Il devra toujours montrer qu’il agit pour le bien de l’équipe, user ses talents d’éloquences et de stratège pour gagner « la compétition inter équipe » dans ce monde de « challenges permanents » que l’hyper libéralisme fait régner au sein même des entreprises.
Au bout d’un moment, la tâche sera insurmontable.
Les encharismés - néologisme de sociologue (Julie Pagis) bien choisi - commenceront alors à questionner son pouvoir de domination puis à le critiquer vertement comme le résume sans concession le juste slogan du moment :
« On lèche, on lâche, on lynche »
Dossier PDF: "Bâtir le collectif" à télécharger...
Construire le collectif en entreprise
Extrait PDF :Un collectif, c'est avant tout un ensemble d'individualités partageant des valeurs communes pour agir de manière concertée.
Pour autant, pour parvenir à constituer un collectif efficace, il ne suffira pas de simplement regrouper des individus qui, comme par magie, décideront d’agir de concert pour atteindre les objectifs fixés.
Un collectif, ça se construit ! Et cela, on le sait depuis déjà pas mal d’années...
À chacun sa stratégie
Bien avant d’en arriver au stade ultime de déchéance du leader, les plus malins des supposés dominés ont déjà
développé une stratégie pour décrocher une position au plus haut de la structure du groupe et au plus près du leader.
Ils utilisent son aura pour augmenter leur pouvoir et seront prêts à récupérer la place quand le vent tournera en leur faveur.
À l’opposé, les rebelles discrets entrent plutôt dans un état de résistance passive, exécutant le minimum de leurs tâches.
Ce n’est pas vraiment ce que l’on cherche. De tels comportements n’assurent en rien la constitution d’ un collectif responsable et engagé dans l’action.
Quand le leader joue sa carte perso
Ensuite, il est ultra important de bien comprendre les motivations profondes du leader qui bien souvent n'a nullement l'intention de rester les deux pieds dans le même sabot.
S'il déploie des efforts conséquents, s'il met en oeuvre tout son talent pour assurer la bonne marche de l'équipe dont il a la charge, il attendra nécessairement en retour une manière de
reconnaissance significative.

Données d'annotation de localisation d'objets:
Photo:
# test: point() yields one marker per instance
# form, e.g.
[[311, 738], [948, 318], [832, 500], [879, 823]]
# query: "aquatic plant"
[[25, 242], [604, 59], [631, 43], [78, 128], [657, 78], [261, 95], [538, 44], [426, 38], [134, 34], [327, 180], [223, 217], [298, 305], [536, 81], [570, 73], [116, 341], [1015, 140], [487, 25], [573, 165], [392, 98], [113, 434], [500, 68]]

* * *

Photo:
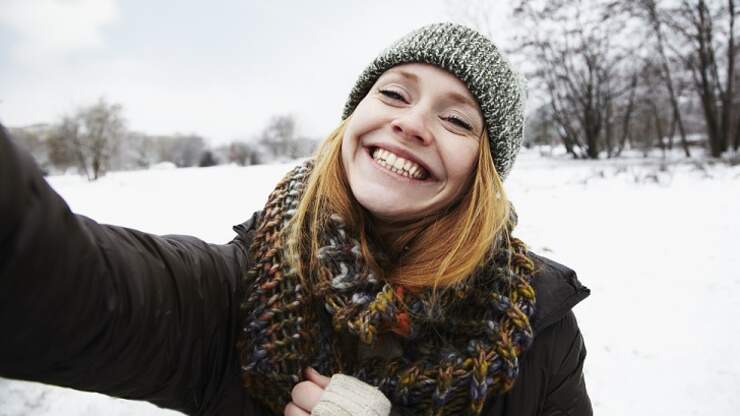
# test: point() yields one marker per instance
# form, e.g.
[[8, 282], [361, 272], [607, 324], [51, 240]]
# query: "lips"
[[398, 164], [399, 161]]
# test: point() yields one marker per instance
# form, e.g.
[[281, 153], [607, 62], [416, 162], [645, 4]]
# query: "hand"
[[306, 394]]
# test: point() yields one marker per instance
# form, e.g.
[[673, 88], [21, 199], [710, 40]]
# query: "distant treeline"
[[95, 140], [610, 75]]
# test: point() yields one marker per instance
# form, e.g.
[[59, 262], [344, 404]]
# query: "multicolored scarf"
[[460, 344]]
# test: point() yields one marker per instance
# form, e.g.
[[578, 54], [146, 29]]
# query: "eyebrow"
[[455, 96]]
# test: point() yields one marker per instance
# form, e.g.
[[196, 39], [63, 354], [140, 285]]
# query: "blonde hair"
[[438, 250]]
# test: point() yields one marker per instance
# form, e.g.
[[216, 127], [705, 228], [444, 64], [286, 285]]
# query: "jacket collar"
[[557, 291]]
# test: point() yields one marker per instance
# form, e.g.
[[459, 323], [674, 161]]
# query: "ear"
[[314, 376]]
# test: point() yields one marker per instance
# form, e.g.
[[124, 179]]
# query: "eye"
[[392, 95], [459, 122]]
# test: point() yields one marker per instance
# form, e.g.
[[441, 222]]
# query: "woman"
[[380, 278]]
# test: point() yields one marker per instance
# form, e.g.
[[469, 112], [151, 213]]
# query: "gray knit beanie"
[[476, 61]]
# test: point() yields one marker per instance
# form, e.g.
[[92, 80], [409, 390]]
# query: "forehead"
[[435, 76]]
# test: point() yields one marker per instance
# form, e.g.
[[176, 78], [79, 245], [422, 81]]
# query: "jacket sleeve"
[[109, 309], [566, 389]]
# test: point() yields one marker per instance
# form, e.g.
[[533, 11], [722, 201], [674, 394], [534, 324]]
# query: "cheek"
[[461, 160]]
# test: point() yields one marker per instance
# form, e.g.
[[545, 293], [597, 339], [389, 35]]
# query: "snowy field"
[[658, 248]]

==

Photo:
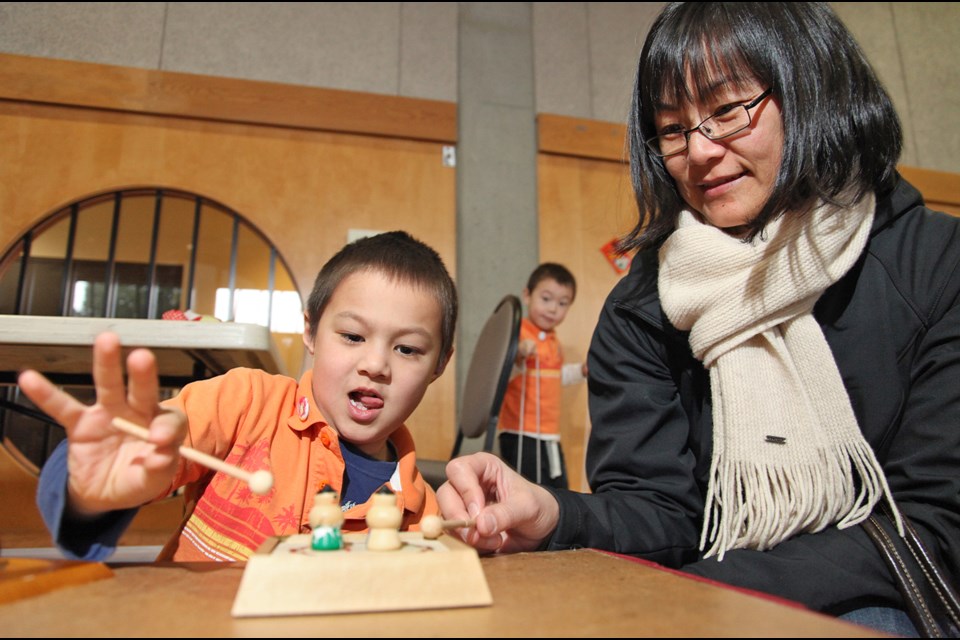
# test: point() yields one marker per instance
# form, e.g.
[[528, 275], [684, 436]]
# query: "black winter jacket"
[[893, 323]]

• [Consignes à suivre]
1. Citez le passage de l'extrait sur le collectif en entreprise qui commence aux mots « Au bout d’un » et se termine après les mots « les objectifs fixés. ».
2. Relevez dans l'extrait sur le collectif en entreprise toutes les expressions placées entre guillemets français « ».
3. Prolongez l'extrait sur le collectif en entreprise à la suite de sa dernière phrase.

• [Réponses par consigne]
1.
Au bout d’un moment, la tâche sera insurmontable.
Les encharismés - néologisme de sociologue (Julie Pagis) bien choisi - commenceront alors à questionner son pouvoir de domination puis à le critiquer vertement comme le résume sans concession le juste slogan du moment :
« On lèche, on lâche, on lynche »
Dossier PDF: "Bâtir le collectif" à télécharger...
Construire le collectif en entreprise
Extrait PDF :Un collectif, c'est avant tout un ensemble d'individualités partageant des valeurs communes pour agir de manière concertée.
Pour autant, pour parvenir à constituer un collectif efficace, il ne suffira pas de simplement regrouper des individus qui, comme par magie, décideront d’agir de concert pour atteindre les objectifs fixés.

2.
« la compétition inter équipe »
« challenges permanents »
« On lèche, on lâche, on lynche »

3.
Il jouera peut-être aussi sa propre stratégie en s'efforçant de faire tomber les têtes qui lui bloquent la route vers le pouvoir.
Car, en entreprise comme ailleurs, tout est question de pouvoir. Mais là, c'est un autre sujet...
Les types de leader selon Kurt Lewin
Pour mémoire, rappelons les trois types ultra simplissimes de leader selon
Kurt Lewin.
Le célèbre psychologue avait étudié trois types de leadership désormais bien connus :
- le leader démocratique qui joue la carte de la participation tout en se contentant d'un rôle d'animateur en charge de dynamiser les interactions pour atteindre les objectifs fixés.
- Le leader autocrate qui donne des ordres impératifs, prend les décisions et n'admet aucun questionnement. Avec ce modèle les conflits potentiels restent à l'état larvés avec tout le ressentiment que cet état engendre, rien de bon pour la performance à plus long terme.
- Le leader laisser-faire distribue les informations, mais reste en retrait sur la manière de procéder.
En conclusion, toujours en restant dans le cadre de ce modèle, bien évidemment le leader démocratique apportera plus de satisfaction aux salariés que les deux autres modes ici présentés.
En pratique, le management est bien plus complexe que cela et tout dépend de la situation et de la personnalité des individus en interaction.
Quoi qu'il en soit, même avec le modèle démocratique ici présenté, nous sommes toujours dans un système autoritaire où les objectifs sont imposés et les salariés considérés comme des êtres manipulables.
le bon manager d'équipe n'est pas un leader
Un manager n'est pas un chef dont le pouvoir et l'autorité ne dépendent que de son titre. Il peut disposer d'une autorité de compétence (la seule acceptable) pour un domaine particulier mais pas pour tous les domaines de connaissances et de compétences comme en exigent les projets complexes mettant en oeuvre des technologies pointues et des environnements difficiles. S'il a un peu de bouteille et un bon esprit de synthèse, il peut aussi faire profiter son équipe de la
"fleur de sel" de son expérience.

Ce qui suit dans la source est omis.